(Data supplied Opens)

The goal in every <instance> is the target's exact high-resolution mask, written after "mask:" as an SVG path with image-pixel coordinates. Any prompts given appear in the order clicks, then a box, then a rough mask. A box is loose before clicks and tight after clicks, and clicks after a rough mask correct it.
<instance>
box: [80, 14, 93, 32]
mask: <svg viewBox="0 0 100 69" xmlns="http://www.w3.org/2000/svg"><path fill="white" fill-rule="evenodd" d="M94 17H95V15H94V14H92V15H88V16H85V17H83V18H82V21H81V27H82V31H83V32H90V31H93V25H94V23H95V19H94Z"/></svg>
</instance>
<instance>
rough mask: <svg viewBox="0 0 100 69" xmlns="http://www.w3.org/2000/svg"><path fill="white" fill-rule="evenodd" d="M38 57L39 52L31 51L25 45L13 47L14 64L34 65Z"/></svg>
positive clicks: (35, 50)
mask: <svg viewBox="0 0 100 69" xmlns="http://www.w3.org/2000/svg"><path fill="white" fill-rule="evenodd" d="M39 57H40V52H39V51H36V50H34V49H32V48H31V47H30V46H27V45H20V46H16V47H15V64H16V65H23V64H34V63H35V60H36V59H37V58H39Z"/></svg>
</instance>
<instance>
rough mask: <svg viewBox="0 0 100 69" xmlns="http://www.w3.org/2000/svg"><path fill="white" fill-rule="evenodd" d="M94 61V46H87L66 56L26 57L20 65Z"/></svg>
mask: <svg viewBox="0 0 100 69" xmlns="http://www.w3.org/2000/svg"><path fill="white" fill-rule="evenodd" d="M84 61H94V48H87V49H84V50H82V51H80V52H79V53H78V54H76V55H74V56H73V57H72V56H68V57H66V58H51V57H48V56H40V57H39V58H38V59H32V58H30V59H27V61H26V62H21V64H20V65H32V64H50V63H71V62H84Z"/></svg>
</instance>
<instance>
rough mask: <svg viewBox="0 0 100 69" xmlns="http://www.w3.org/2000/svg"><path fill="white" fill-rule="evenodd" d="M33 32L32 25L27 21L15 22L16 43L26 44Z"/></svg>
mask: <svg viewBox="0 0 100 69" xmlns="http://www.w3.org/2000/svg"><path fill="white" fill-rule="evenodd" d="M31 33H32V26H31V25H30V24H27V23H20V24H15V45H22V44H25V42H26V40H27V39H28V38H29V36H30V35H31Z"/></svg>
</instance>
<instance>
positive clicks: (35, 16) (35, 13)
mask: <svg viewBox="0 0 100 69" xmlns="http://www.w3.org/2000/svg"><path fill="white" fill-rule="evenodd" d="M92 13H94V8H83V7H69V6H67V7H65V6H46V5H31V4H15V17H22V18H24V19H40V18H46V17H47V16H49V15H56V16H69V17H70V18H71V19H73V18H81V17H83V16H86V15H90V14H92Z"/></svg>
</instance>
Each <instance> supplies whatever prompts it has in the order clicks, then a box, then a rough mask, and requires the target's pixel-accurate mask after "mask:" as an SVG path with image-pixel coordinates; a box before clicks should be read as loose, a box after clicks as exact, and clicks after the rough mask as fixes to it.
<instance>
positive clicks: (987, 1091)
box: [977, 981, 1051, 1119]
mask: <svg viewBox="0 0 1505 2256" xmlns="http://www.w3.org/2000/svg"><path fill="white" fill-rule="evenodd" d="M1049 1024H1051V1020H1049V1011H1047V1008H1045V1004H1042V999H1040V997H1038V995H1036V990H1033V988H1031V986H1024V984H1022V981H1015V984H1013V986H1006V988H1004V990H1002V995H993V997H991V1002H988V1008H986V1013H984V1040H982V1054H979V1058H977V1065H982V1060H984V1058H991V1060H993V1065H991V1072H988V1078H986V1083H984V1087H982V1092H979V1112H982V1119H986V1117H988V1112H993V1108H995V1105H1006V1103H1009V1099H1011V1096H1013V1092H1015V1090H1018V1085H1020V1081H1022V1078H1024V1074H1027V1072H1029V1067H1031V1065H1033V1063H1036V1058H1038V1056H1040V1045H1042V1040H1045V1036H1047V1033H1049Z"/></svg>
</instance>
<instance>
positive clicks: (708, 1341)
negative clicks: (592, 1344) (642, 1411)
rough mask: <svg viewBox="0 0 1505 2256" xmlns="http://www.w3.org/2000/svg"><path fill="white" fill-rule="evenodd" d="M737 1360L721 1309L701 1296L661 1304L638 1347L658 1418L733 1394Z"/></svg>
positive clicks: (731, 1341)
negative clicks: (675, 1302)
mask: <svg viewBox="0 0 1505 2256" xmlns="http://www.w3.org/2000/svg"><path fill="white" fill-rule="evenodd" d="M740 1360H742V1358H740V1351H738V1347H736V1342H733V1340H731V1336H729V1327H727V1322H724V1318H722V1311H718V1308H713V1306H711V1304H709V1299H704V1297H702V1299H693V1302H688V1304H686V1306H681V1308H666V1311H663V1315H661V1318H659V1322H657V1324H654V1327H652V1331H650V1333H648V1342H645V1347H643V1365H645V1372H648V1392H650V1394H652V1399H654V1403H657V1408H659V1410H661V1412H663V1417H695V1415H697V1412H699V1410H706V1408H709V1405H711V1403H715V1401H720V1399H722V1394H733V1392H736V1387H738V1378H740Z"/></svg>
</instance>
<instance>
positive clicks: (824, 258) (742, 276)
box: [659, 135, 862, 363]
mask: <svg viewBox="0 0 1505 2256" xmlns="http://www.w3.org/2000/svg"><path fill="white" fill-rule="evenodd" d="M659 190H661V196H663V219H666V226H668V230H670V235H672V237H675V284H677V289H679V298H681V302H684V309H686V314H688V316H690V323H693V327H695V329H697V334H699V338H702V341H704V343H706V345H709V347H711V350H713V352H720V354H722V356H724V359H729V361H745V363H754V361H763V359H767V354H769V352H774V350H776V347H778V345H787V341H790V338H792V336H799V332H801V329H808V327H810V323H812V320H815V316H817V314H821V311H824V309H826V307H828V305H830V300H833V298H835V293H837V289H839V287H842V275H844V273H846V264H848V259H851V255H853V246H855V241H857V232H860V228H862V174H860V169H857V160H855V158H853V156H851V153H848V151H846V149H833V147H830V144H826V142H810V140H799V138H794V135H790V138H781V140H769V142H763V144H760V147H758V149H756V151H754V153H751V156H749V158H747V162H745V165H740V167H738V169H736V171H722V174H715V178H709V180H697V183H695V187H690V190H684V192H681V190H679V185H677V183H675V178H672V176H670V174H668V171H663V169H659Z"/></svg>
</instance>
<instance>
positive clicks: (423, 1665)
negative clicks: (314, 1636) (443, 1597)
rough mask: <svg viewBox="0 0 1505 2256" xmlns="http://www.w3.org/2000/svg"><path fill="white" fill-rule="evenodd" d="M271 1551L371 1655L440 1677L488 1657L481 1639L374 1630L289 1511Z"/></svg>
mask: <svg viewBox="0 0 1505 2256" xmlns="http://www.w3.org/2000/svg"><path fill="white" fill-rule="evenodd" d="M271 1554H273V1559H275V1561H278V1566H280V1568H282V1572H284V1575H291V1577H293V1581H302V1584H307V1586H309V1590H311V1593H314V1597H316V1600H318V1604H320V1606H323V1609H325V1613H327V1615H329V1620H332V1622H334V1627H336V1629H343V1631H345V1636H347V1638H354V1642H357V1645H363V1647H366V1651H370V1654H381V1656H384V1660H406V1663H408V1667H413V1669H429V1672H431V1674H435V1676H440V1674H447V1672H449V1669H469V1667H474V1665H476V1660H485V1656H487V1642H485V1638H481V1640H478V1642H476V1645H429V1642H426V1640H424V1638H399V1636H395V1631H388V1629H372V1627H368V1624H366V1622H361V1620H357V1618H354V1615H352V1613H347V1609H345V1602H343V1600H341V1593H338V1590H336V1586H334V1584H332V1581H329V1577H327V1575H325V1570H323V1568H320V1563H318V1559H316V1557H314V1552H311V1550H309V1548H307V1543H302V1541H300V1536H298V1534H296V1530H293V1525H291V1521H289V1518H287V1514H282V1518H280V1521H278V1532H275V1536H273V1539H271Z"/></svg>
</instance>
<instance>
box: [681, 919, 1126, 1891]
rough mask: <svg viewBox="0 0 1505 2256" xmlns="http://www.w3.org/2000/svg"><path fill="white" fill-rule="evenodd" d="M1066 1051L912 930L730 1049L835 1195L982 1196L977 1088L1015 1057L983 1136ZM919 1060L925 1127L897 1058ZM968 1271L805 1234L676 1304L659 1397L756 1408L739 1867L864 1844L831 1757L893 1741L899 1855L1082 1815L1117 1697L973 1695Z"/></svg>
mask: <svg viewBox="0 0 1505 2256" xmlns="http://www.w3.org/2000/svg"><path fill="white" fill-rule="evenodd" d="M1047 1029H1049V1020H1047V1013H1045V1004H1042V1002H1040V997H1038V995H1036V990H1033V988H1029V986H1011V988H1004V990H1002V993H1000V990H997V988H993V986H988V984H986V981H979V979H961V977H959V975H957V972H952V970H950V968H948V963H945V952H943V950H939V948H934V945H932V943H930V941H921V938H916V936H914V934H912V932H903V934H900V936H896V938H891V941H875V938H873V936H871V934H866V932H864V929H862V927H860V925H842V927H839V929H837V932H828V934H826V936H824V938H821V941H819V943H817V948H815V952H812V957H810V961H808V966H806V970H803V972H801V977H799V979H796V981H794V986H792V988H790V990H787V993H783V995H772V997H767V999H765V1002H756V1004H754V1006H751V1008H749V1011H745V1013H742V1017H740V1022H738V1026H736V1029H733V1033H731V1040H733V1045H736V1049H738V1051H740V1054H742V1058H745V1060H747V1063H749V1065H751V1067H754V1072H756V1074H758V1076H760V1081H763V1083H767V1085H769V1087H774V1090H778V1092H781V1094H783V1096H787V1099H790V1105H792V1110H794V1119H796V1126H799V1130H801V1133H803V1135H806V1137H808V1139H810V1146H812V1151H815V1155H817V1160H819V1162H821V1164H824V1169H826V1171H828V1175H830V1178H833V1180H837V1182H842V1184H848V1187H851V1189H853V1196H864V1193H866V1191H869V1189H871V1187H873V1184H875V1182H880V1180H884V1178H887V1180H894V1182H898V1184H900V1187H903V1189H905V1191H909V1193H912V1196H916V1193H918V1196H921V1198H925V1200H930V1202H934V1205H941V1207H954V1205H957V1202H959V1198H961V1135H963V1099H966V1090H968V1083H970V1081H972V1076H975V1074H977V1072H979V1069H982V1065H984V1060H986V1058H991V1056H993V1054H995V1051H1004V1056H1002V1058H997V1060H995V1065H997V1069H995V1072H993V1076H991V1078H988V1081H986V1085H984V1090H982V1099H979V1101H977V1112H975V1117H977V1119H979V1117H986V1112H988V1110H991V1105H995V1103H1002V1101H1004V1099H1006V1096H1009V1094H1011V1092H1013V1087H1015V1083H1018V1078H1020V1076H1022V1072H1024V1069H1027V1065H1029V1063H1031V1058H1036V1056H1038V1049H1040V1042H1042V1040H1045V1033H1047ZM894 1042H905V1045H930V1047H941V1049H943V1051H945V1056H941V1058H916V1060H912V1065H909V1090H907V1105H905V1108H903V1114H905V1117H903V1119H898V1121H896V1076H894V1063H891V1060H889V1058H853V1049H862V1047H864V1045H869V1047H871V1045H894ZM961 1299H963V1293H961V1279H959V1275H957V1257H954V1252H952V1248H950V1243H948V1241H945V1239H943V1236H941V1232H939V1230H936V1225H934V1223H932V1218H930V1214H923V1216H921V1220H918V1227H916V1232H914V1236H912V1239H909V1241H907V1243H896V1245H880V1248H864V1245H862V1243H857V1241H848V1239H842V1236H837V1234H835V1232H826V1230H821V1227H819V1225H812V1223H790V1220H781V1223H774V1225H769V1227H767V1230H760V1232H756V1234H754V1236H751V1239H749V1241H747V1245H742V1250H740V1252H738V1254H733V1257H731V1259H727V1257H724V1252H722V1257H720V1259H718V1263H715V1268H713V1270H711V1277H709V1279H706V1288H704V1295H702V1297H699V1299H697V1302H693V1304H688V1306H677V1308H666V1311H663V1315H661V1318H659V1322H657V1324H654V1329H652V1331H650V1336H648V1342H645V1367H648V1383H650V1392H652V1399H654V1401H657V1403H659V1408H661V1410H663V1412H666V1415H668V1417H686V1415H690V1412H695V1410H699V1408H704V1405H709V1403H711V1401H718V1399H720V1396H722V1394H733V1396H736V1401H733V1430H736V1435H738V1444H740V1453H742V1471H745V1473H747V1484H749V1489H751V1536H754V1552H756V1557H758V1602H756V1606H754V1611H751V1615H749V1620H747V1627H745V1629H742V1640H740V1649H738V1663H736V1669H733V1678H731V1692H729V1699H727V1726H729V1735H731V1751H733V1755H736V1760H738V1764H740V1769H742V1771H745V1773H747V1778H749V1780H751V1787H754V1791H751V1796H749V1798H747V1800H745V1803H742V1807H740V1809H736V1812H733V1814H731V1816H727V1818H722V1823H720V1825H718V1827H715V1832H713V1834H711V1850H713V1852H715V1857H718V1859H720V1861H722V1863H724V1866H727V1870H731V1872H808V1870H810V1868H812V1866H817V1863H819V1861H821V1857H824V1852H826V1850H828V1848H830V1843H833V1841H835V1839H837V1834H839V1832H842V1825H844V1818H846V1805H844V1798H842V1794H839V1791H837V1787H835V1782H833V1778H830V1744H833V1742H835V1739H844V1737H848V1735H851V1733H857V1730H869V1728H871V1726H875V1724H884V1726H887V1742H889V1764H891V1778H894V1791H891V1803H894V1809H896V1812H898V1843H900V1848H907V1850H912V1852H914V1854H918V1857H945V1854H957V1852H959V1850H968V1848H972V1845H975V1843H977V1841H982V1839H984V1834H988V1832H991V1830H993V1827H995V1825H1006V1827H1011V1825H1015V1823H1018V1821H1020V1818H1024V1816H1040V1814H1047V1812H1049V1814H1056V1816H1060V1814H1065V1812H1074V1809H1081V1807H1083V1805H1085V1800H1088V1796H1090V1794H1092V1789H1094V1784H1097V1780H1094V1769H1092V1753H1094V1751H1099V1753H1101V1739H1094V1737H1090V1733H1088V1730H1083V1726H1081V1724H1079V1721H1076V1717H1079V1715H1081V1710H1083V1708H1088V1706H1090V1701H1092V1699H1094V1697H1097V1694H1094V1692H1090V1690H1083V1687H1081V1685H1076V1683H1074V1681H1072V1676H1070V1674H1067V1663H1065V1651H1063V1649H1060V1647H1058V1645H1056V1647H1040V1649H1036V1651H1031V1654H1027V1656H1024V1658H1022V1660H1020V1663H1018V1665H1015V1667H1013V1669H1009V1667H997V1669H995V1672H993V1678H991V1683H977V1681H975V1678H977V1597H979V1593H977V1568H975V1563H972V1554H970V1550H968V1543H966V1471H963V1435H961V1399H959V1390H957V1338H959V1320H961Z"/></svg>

(Data supplied Closes)

Copy every line of the data above that contains the word "positive", treating uppercase and lowercase as different.

Your response
positive clicks: (35, 50)
positive clicks: (35, 16) (35, 13)
positive clicks: (987, 1091)
positive clicks: (708, 1341)
positive clicks: (731, 1341)
positive clicks: (824, 258) (742, 276)
positive clicks: (423, 1665)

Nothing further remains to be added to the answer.